EXERCISE DESCRIPTION -> Below are records to be output exactly, every one of them.

[Stored data entries]
********************

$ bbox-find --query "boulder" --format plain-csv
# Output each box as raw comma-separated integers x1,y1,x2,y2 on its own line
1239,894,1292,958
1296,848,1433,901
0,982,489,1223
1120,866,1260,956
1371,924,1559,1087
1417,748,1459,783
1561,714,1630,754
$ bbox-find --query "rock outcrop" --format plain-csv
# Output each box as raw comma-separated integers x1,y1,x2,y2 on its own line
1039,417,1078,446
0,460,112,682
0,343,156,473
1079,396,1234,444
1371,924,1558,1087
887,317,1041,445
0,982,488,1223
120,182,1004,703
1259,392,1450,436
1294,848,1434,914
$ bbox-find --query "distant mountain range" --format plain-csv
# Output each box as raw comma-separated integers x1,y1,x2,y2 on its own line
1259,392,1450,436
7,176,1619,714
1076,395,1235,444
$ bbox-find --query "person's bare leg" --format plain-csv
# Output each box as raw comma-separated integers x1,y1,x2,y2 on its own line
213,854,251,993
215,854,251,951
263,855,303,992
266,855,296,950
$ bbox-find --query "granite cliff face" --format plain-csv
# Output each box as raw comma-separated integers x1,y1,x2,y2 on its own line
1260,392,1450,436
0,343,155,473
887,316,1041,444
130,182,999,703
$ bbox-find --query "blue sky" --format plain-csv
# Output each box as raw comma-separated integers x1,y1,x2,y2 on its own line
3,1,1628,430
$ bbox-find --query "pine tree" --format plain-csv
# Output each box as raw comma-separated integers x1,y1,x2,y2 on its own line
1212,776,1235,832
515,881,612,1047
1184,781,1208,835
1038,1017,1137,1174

********************

RESPONSE TO THIS EXERCISE ->
$ bbox-find --query "boulder" --format plain-csv
# Output each box as raw comma-separated integers x1,y1,x2,y2 on its own line
1239,894,1292,958
1296,848,1433,901
0,982,489,1223
1120,866,1260,956
1371,924,1559,1087
1417,748,1459,783
1561,714,1630,754
$ bbox-find --query "rock outcrop" --format plain-csv
# Output each box as raw comma-separated integers x1,y1,x2,y2 on its own line
1039,417,1078,446
0,460,112,682
0,343,156,473
1079,396,1234,444
1371,924,1558,1087
887,317,1041,445
0,982,488,1223
120,182,1004,703
1259,392,1450,436
1294,848,1434,914
$ bbox-find --query "distant mountain range" --format plain-csv
# Output each box as raw comma-separated integers x1,y1,x2,y2 on its own line
1259,392,1450,436
7,176,1619,714
1076,395,1235,444
$ bbox-find --query "person's bare leg" --format plain-csv
# Output each box as raw comma-separated integers x1,y1,x2,y2 on its own line
213,854,251,993
215,854,251,951
263,855,303,992
266,855,296,950
$ bbox-find --query "granite cliff face" --format plain-csv
# Output each box as raw comma-separated integers x1,y1,x2,y2 on its own line
1260,392,1450,436
0,343,155,473
887,316,1041,444
130,182,999,703
$ bbox-find --query "blue sky" --format plain-csv
# Output each box as raw comma-separated integers x1,y1,x2,y2 on its own line
3,1,1628,430
$ bbox-find --query "pine tree" --format plain-csv
# Output each box as raw comma-separated integers x1,y1,x2,y2 on its own line
1212,776,1235,832
515,881,612,1047
1184,781,1208,835
1038,1017,1137,1174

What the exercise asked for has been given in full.